I'm going to spread the word to the guys in my club..with the capitol prize split 50/50 anywhere between 6k-9k paying out up to 35 ways...that has a very strong appeal. Thanx for answering without getting offended.


----------



## Ashby Loft (Aug 31, 2007)

Pigeon0446 said:


> Thats up to you some send peds others don't. I'm guessing the email I got from Utah is you right? I'll be sending out all the bands in a few weeks. So you'll get them then.


Yeah, I'm in Utah. Just mostly wondered if pedigrees helped the auction prices or if they went more by the form of the bird etc...


----------



## Pigeon0446 (Apr 22, 2007)

12 Volt Man said:


> Yeah, I'm in Utah. Just mostly wondered if pedigrees helped the auction prices or if they went more by the form of the bird etc...


Just like when ppl are buying breeders some buy on pedigree others go buy looks. I'm more of a looks kinda guy. I don't even handle the birds that I bid on I make my rounds through the auction cages and pick out a few just on looks. But I do the same at most auctions for breeders. The only time I look into the birds is when they were top birds in a race like the IF Convention or my clubs Great South Bay Classic. In those auctions I go through the race sheets and look for birds that have clocked up near the top of the sheets a bunch of time. I don't want the one hit wonders because any bird can get lucky on any given day. But to do it a bunch of times it isn't luck anymore. Like my bird last season with 6 top 10 finishes. She had 2 2nds a 5th a 6th an 8th and a 9th in the club. And 2 top 17 finishes in the combine verses 1500 to 2000 birds along with other good finishes.


----------



## Timber (Jan 6, 2009)

Do you have me down for 5 LPRA Bands?


----------



## Pigeon0446 (Apr 22, 2007)

========

DIRECTIONS: In the pigeon racing forum thread, what club placings did Pigeon0446's bird earn last season?

========

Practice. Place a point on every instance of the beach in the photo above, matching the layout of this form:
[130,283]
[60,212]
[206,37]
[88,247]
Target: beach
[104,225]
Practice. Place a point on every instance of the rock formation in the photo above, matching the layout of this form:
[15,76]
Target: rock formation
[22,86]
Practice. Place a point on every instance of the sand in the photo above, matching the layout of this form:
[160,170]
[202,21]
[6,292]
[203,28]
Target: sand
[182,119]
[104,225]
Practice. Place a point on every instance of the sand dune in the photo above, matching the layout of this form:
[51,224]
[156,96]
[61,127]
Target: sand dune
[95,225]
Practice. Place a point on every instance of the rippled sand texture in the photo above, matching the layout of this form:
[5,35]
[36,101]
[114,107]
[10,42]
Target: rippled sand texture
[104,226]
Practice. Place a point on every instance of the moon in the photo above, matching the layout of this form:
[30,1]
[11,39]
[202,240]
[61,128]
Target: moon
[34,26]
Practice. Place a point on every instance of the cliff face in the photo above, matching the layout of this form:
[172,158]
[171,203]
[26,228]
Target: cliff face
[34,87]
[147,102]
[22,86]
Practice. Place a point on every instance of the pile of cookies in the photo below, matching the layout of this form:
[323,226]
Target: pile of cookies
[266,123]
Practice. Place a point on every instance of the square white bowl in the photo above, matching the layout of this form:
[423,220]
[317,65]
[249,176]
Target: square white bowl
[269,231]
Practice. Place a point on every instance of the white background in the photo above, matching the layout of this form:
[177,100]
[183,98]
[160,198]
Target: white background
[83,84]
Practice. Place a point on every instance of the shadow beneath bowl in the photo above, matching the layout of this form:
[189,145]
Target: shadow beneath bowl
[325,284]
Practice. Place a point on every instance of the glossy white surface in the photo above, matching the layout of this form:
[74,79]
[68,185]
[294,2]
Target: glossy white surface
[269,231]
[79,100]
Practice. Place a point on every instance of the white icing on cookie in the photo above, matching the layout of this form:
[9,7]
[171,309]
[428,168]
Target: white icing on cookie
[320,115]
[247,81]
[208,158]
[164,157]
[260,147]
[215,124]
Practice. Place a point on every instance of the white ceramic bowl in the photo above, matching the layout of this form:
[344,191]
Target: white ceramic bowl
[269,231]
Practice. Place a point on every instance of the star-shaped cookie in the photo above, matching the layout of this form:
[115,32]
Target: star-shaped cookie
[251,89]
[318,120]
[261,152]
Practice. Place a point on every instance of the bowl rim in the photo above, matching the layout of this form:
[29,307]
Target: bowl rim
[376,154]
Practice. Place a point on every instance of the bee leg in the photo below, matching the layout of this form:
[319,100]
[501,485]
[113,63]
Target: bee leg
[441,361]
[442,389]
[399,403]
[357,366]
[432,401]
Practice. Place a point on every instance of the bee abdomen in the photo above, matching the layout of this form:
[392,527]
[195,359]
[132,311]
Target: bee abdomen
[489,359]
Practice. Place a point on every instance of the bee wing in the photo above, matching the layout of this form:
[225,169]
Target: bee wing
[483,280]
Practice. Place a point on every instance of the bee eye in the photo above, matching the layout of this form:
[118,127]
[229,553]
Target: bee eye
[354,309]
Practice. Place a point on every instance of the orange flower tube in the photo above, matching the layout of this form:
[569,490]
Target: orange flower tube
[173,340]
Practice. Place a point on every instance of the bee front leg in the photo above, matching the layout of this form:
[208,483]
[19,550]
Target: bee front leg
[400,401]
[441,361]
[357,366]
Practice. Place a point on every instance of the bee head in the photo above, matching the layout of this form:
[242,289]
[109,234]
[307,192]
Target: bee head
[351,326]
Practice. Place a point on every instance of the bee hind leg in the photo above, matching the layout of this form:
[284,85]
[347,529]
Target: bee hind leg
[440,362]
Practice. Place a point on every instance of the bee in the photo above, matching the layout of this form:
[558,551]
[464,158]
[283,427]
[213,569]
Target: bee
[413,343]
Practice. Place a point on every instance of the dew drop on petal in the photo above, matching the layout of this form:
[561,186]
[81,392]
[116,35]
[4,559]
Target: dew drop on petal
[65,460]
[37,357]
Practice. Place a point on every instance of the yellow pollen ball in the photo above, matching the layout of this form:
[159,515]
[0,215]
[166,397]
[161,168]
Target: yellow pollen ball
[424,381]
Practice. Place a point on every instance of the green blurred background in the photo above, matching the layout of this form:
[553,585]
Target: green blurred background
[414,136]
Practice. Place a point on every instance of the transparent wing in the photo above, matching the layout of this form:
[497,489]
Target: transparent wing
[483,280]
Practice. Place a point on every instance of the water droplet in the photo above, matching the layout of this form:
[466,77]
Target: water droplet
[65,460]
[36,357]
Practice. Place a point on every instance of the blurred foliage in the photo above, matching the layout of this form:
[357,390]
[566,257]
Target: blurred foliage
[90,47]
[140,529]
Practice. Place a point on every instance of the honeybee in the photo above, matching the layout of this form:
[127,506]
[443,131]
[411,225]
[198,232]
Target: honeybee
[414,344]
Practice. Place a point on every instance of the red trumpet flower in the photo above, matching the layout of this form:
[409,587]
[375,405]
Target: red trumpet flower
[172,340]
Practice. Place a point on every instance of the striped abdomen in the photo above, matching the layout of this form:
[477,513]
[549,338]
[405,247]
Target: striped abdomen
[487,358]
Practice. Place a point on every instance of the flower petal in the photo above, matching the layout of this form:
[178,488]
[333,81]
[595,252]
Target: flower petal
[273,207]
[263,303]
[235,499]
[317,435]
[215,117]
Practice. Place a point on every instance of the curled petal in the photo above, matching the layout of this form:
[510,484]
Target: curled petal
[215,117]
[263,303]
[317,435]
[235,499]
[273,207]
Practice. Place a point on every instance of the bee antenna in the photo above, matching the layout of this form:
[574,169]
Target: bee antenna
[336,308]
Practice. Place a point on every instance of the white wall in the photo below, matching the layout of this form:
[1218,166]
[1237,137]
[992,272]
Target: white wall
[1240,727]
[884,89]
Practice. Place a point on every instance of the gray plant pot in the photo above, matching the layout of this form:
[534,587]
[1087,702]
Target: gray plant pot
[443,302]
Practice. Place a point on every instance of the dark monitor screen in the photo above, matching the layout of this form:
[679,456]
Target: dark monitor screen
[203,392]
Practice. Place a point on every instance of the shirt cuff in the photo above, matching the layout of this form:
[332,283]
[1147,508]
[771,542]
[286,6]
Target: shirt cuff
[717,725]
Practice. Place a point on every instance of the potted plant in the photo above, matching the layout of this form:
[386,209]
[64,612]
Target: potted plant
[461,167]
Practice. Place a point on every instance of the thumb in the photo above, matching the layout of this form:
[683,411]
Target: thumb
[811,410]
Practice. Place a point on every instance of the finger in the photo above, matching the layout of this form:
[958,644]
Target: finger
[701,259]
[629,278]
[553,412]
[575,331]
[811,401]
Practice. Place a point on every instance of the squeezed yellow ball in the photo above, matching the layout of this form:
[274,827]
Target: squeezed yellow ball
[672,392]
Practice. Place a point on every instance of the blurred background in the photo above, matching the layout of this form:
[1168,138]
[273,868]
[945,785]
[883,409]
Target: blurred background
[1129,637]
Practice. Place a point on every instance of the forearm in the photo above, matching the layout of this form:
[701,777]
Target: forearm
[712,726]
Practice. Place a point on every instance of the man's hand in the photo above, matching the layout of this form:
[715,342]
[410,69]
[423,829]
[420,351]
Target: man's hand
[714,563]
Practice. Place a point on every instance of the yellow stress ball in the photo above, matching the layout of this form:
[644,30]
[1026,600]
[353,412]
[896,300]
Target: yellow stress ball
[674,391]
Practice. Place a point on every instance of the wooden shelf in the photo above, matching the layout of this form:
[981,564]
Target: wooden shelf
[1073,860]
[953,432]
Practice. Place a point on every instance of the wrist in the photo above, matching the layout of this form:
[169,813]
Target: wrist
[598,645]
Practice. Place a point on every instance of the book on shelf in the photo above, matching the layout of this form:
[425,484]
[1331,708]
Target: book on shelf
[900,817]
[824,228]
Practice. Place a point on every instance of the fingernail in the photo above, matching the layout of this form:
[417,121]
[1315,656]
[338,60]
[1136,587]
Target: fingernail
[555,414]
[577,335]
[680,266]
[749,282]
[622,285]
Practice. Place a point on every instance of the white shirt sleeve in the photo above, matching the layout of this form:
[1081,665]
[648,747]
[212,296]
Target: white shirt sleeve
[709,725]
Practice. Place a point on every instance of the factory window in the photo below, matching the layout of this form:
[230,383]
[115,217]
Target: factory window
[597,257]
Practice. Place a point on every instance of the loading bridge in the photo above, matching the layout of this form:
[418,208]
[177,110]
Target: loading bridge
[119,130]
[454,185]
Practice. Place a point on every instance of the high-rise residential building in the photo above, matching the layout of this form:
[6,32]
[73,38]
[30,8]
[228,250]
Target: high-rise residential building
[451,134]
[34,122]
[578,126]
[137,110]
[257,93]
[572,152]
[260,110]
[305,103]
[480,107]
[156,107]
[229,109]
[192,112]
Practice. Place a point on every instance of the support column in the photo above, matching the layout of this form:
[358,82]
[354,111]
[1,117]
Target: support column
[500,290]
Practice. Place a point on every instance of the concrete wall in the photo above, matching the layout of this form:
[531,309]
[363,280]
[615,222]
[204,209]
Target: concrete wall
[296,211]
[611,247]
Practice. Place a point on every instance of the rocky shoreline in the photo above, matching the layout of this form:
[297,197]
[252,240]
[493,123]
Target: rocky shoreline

========

CORRECT RESPONSE: Two 2nds, a 5th, a 6th, an 8th and a 9th.